»»
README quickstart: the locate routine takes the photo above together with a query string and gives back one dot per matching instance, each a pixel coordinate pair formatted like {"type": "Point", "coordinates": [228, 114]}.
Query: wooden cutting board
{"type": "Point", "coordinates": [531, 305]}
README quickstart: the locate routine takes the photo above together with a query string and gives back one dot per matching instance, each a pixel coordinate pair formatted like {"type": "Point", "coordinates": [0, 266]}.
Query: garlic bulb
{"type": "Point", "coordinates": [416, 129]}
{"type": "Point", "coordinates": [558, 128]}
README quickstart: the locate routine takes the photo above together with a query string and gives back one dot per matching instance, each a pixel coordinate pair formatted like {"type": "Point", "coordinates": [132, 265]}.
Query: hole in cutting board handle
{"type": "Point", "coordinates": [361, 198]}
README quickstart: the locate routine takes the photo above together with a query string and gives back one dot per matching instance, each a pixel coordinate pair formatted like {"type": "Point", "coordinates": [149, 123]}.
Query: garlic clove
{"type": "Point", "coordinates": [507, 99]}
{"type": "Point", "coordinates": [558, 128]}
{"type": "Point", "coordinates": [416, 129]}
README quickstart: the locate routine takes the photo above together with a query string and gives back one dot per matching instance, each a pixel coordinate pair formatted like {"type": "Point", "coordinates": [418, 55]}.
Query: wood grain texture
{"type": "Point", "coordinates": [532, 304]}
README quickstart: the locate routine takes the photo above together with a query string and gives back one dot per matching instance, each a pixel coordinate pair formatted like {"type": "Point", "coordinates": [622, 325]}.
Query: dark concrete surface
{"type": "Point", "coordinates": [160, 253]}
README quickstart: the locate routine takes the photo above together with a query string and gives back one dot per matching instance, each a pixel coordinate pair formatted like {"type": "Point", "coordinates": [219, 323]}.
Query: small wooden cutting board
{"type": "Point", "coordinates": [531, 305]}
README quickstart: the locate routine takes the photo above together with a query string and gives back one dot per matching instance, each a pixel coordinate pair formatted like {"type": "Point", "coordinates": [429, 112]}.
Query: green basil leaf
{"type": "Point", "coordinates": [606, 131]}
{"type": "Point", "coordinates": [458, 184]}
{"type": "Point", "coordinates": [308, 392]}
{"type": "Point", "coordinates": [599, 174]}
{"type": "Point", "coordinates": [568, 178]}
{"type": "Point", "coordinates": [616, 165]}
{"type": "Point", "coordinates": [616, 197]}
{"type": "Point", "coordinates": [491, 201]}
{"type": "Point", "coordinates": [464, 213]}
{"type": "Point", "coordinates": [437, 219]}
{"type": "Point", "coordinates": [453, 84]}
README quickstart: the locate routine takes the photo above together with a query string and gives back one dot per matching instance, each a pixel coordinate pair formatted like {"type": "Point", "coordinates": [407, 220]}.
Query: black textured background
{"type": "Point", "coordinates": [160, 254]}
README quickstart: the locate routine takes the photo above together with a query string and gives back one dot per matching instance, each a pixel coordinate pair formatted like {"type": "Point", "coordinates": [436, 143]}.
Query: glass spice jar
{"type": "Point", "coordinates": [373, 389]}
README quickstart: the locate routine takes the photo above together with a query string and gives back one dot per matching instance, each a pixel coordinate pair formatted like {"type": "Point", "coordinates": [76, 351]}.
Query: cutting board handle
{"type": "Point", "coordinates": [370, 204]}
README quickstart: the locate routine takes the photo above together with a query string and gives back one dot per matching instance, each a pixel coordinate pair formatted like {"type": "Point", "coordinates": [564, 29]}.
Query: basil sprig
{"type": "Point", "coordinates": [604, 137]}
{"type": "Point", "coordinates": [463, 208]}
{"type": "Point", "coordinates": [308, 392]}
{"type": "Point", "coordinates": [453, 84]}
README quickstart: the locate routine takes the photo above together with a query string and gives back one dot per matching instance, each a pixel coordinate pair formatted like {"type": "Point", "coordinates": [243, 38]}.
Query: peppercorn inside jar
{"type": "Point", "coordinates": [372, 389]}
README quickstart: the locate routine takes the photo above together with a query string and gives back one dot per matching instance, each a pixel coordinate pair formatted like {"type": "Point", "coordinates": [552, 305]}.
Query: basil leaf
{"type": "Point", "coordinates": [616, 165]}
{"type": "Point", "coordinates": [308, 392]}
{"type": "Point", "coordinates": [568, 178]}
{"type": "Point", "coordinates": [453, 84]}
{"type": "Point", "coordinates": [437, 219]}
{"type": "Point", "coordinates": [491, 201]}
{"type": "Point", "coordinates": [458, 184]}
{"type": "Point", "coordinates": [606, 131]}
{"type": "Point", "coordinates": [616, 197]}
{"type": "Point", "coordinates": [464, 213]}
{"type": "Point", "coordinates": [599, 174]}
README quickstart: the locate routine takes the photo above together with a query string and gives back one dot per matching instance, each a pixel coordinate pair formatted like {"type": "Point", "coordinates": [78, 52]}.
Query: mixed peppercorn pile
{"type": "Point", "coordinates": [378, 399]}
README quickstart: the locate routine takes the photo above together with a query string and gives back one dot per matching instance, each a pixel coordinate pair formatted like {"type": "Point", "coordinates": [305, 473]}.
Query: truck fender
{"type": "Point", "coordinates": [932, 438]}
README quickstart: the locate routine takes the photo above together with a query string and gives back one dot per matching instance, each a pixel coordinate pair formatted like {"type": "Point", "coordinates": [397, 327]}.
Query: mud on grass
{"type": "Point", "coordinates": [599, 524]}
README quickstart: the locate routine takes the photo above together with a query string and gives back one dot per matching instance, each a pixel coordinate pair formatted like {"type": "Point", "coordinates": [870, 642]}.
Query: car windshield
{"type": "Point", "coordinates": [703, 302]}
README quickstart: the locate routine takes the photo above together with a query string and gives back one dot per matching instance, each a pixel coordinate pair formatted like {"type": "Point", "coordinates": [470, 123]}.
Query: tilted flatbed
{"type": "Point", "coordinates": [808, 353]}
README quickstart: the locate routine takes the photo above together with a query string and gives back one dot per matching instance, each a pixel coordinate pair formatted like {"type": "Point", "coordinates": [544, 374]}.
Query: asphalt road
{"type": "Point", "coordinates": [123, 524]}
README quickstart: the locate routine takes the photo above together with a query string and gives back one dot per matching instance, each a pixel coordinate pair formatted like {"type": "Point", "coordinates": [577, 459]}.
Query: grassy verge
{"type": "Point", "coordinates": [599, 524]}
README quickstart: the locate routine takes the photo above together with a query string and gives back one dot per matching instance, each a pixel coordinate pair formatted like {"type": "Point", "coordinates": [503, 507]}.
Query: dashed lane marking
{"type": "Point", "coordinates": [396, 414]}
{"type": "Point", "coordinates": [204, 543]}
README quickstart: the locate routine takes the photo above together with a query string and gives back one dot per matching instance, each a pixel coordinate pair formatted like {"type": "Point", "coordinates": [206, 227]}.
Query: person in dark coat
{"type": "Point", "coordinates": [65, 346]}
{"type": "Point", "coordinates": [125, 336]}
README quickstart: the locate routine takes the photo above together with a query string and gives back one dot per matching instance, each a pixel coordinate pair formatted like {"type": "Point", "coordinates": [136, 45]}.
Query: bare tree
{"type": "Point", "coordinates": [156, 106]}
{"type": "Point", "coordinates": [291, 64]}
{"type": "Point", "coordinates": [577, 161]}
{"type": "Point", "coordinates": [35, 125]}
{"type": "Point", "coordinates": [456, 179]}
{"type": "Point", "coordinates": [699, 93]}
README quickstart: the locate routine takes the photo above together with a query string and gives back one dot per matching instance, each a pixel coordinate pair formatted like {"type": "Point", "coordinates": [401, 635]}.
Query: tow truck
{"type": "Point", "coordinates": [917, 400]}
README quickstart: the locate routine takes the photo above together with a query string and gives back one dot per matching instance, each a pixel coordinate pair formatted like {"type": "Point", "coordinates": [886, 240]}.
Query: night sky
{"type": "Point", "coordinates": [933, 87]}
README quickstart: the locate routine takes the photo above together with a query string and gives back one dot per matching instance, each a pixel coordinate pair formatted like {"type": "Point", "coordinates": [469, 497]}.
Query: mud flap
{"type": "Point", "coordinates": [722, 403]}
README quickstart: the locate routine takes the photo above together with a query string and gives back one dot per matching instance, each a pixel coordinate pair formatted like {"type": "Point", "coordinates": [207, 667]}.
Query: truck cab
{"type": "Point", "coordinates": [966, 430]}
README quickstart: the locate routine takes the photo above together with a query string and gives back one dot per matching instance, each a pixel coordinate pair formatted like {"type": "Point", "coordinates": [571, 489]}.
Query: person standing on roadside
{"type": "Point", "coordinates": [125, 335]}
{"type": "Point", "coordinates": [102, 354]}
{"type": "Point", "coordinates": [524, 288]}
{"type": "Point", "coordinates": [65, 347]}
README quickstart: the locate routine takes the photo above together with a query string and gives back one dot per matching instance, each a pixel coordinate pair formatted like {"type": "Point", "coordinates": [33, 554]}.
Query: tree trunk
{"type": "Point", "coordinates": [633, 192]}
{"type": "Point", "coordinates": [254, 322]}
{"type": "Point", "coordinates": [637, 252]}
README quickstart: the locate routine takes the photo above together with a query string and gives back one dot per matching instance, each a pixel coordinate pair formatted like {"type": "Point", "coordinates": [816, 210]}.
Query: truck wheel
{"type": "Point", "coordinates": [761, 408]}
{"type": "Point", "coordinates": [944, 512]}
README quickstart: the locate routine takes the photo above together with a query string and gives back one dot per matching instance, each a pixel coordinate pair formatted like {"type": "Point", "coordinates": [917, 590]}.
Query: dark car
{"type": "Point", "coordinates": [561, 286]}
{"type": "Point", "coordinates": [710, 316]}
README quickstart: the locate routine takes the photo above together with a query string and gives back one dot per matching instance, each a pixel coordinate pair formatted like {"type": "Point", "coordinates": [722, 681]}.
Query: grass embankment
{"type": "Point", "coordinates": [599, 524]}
««
_Task to complete_
Find every line in the material above that contains the string "garlic" and copy each of those lines in full. Treat uppercase and lowercase as different.

_Task result_
Query: garlic bulb
Query: garlic clove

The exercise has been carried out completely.